● **Stated problem**:
Copy out every line of the records below, requests included. Multiply each point coordinate in the answers by 1.55 and round it to a whole number, rounding halves up. Leave the requests unchanged.

● **Material provided**:
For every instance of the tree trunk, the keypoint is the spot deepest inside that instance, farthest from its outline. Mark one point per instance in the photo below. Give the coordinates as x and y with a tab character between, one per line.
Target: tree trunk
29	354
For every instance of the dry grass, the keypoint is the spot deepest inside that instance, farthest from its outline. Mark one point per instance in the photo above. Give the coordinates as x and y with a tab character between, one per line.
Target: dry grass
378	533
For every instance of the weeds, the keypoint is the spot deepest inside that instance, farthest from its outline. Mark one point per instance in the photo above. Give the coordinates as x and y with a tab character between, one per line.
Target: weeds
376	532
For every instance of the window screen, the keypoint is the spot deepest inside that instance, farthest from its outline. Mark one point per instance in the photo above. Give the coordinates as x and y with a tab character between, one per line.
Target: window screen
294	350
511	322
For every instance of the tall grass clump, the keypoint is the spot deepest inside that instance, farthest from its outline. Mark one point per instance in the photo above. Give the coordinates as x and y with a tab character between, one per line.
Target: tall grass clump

● **Output of the task**:
For every instance of the tree trunk, the keypoint is the spot deepest inside that instance, farthest from its outline. Mark one point per instance in the photo below. Give the coordinates as x and y with a tab character between, one per line.
Target: tree trunk
45	549
For every instance of the dry grass, the keypoint is the spot deepest inside that instance, farthest from its outline. Mark one point per instance in the photo above. Give the coordinates as x and y with a tab character between, one per line.
Target: dry grass
586	826
For every instance of the weeds, the keypoint is the spot deepest inside that instance, farthest from its outline. Mark one point per instance in the photo above. Give the coordinates as x and y with a tab character between, one per line.
Target: weeds
583	825
For every instance of the window screen, the keypoint is the spot deepest inside that instance, farthest from its outline. Mark one point per instance in the photo above. Give the coordinates as x and y with a tab character between, one per line.
Target: window screen
456	543
792	499
For every instance of the tall grass clump, the keypoint is the spot deepest inside that instance, farthest from its outline. Mark one point per instance in the photo above. Give the coordinates as x and y with a tab character between, one per line.
Target: tall grass clump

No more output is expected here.